Written request → Quote each of the rows below word for word, leaving nothing out.

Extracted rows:
══════════════════════════════
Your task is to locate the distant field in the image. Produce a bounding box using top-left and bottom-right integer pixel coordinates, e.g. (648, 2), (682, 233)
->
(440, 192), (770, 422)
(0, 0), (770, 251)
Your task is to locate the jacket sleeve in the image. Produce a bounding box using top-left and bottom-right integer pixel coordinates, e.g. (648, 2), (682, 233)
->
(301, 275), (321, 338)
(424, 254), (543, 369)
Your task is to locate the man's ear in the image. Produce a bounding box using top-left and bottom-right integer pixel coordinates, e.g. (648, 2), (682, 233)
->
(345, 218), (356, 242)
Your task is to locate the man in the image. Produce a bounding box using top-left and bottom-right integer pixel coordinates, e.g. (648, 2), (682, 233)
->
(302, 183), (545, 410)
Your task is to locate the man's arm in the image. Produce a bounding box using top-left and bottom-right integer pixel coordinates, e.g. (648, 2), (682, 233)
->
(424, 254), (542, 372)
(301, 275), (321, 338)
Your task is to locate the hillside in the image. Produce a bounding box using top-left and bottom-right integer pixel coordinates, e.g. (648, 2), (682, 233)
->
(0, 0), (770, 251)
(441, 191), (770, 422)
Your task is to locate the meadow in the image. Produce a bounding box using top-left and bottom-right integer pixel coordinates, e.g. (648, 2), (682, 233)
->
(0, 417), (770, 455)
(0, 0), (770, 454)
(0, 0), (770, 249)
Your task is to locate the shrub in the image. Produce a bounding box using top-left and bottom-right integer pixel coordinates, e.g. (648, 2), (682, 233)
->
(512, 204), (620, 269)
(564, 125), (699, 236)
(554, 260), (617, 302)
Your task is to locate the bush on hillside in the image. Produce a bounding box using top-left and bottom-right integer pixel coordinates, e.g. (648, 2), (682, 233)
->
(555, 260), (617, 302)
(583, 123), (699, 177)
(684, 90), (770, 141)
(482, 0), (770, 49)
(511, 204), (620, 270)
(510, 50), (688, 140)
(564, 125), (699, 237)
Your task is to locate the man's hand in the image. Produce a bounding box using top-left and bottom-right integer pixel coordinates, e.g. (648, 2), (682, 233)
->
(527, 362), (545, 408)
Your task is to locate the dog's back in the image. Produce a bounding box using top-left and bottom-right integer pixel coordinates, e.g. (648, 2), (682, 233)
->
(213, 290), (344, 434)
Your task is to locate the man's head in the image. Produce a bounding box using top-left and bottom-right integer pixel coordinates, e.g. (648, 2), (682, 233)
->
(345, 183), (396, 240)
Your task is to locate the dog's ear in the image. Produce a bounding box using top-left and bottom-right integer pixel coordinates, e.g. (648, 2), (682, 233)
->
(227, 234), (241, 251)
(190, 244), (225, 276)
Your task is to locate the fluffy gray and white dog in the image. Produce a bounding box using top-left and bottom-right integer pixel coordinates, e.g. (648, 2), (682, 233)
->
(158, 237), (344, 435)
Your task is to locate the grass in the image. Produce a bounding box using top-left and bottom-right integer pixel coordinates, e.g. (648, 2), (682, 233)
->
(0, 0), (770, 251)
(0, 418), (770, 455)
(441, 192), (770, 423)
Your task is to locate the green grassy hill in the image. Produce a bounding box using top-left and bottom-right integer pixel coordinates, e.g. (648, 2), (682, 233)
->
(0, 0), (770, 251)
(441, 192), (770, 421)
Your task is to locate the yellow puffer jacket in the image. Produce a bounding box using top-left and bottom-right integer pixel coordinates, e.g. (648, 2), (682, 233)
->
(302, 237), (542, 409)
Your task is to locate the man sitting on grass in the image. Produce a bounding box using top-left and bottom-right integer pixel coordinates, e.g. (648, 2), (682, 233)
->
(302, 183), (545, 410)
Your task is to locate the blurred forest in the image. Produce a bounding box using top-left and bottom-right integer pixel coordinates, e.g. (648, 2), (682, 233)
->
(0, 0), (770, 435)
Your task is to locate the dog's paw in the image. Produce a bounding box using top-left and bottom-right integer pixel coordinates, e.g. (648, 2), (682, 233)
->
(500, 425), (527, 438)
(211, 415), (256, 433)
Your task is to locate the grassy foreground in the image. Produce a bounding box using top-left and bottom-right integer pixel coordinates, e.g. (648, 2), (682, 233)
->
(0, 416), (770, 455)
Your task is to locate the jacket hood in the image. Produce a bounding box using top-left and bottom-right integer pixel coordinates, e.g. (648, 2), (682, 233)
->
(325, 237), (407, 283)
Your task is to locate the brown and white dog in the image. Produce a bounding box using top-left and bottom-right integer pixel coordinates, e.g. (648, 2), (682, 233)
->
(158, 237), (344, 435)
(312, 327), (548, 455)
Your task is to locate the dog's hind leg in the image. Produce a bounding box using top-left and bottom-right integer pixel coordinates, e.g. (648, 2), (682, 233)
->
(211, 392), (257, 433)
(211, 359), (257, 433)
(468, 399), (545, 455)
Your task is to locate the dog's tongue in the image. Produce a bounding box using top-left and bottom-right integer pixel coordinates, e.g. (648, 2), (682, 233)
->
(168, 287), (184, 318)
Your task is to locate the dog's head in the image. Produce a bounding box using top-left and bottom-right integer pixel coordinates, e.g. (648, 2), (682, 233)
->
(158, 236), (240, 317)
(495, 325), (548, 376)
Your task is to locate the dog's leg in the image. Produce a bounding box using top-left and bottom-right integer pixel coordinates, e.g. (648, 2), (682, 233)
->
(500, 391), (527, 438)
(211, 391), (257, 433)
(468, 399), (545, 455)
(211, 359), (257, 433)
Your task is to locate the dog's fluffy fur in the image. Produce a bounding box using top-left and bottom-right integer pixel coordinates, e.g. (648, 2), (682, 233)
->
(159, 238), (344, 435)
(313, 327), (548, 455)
══════════════════════════════
Output for this task →
Your task is to locate the distant field in the image. Produce a bounding box using top-left and bottom-right integer pixel coordinates, e.g. (648, 2), (682, 233)
->
(440, 192), (770, 422)
(0, 0), (770, 251)
Your task is to locate the jacket sleeve in the image. Produce a bounding box using top-left and bottom-right integer pixel coordinates, e.g. (648, 2), (682, 233)
->
(301, 275), (321, 338)
(424, 254), (543, 369)
Your task is to locate the man's ear in the image. Produce a bounding box using top-left and bottom-right integer pixel coordinates, e.g. (648, 2), (682, 233)
->
(345, 218), (356, 242)
Your task is to locate the man in the image. Produce a bounding box using top-left and bottom-right integer pixel coordinates, e.g. (648, 2), (682, 233)
->
(302, 183), (545, 410)
Your task is to locate the man's arm in the image. Produce a bounding box using top-left and bottom-right integer pixel coordinates, e.g. (648, 2), (682, 233)
->
(424, 254), (542, 372)
(301, 275), (321, 338)
Your task is to locate the hillside in the image. Produce a bounding box using top-left and bottom-right integer pixel coordinates, e.g. (648, 2), (682, 233)
->
(0, 0), (770, 251)
(441, 191), (770, 422)
Your task is to locate the meadow in the image. Produce a bounding box using top-left and bottom-right integer pixel coordinates, e.g. (648, 2), (682, 233)
->
(0, 417), (770, 455)
(0, 0), (770, 454)
(0, 0), (770, 249)
Your task is to locate the shrub in the image. Produce a bounding box using top-left and bottom-right integer pixel coordinates, e.g. (648, 2), (682, 233)
->
(512, 204), (620, 269)
(564, 125), (699, 236)
(554, 260), (617, 302)
Your task is to locate the bush on hillside in the image. Produce a bounding box using top-left and bottom-right integer pixel coordinates, e.g. (648, 2), (682, 233)
->
(555, 260), (617, 302)
(583, 123), (699, 177)
(684, 90), (770, 141)
(482, 0), (770, 49)
(511, 204), (620, 270)
(510, 50), (688, 140)
(564, 125), (699, 237)
Your task is to locate the man's hand in the image. Produce a bounding box using top-left and bottom-right integer pixel coordinates, e.g. (648, 2), (682, 233)
->
(527, 362), (545, 408)
Your task is to locate the dog's back in the image. Produce a bounding box using top-left and bottom-right integer pixel coordinates, e.g. (648, 2), (682, 233)
->
(213, 290), (344, 434)
Your task is to locate the man's head in the image. Produce a bounding box using top-left and bottom-right integer pixel coordinates, e.g. (648, 2), (682, 233)
->
(345, 183), (396, 240)
Your task is to locate the dog's ear in the image. Produce a bounding box using top-left and bottom-right integer pixel coordinates, e.g. (648, 2), (682, 233)
->
(227, 234), (241, 251)
(190, 244), (225, 276)
Your task is to locate the fluffy gray and white dog in the image. Produce a bounding box using top-left and bottom-right integer pixel coordinates, e.g. (648, 2), (682, 233)
->
(158, 237), (344, 435)
Your task is to locate the grass in the image. Produce a bounding box using top-left and bottom-right integer pixel coordinates, e.g. (648, 2), (682, 233)
->
(0, 0), (770, 251)
(0, 418), (770, 455)
(441, 192), (770, 423)
Your task is to locate the green grassy hill in the image. Produce a bounding box using top-left and bottom-right integer pixel coordinates, e.g. (648, 2), (682, 233)
->
(0, 0), (770, 251)
(441, 192), (770, 421)
Your task is to locate the yellow puffer jacket in the image. Produce a bounding box using top-left and bottom-right integer pixel coordinates, e.g. (648, 2), (682, 233)
->
(302, 237), (542, 409)
Your task is to locate the man sitting on grass in the image. Produce a bounding box using top-left and bottom-right integer pixel coordinates, e.g. (648, 2), (682, 233)
->
(302, 183), (545, 410)
Your task is to locate the blurred forest in the image. Produce a bounding box using top-left and bottom-right integer pixel coordinates, e.g. (648, 2), (682, 233)
->
(0, 0), (770, 435)
Your task is to locate the dog's paw in the image. Produce a bounding box using top-left and bottom-right integer pixel coordinates, e.g. (648, 2), (682, 233)
->
(500, 425), (527, 438)
(211, 415), (256, 433)
Your task is to locate the grassy foreground in the image. Produce a bounding box using top-left and bottom-right integer pixel coordinates, e.g. (648, 2), (682, 233)
->
(0, 416), (770, 455)
Your task is to locate the jacket hood in the image. Produce a bounding box using top-left and bottom-right integer pixel coordinates, e.g. (648, 2), (682, 233)
->
(325, 237), (407, 283)
Your task is to locate the brown and white dog in the image. Produce a bounding box using top-left and bottom-right integer pixel coordinates, e.g. (648, 2), (682, 233)
->
(158, 237), (344, 435)
(312, 327), (548, 455)
Your task is to locate the dog's hind leg in the image. Produce a bounding box using top-left and bottom-right integer pixel coordinates, e.g. (648, 2), (682, 233)
->
(211, 392), (257, 433)
(211, 359), (257, 433)
(468, 399), (545, 455)
Your task is to locate the dog's tongue in the image. Produce a bounding box using top-left and bottom-right integer pixel coordinates, e.g. (648, 2), (682, 233)
->
(168, 287), (184, 318)
Your task is to locate the dog's head in the image. Produce a bounding box using top-left and bottom-right integer pixel coordinates, e.g. (648, 2), (682, 233)
->
(158, 236), (240, 317)
(495, 325), (548, 376)
Your task is to locate the dog's leg in the image. Produce a bounding box using top-left and bottom-right integer pixel coordinates, e.g. (648, 2), (682, 233)
->
(500, 391), (527, 438)
(211, 391), (257, 433)
(468, 399), (545, 455)
(211, 359), (257, 433)
Your task is to locate the dog's fluffy fur in the image. Produce a bounding box using top-left and bottom-right integer pixel coordinates, e.g. (648, 2), (682, 233)
->
(159, 238), (344, 435)
(313, 327), (548, 455)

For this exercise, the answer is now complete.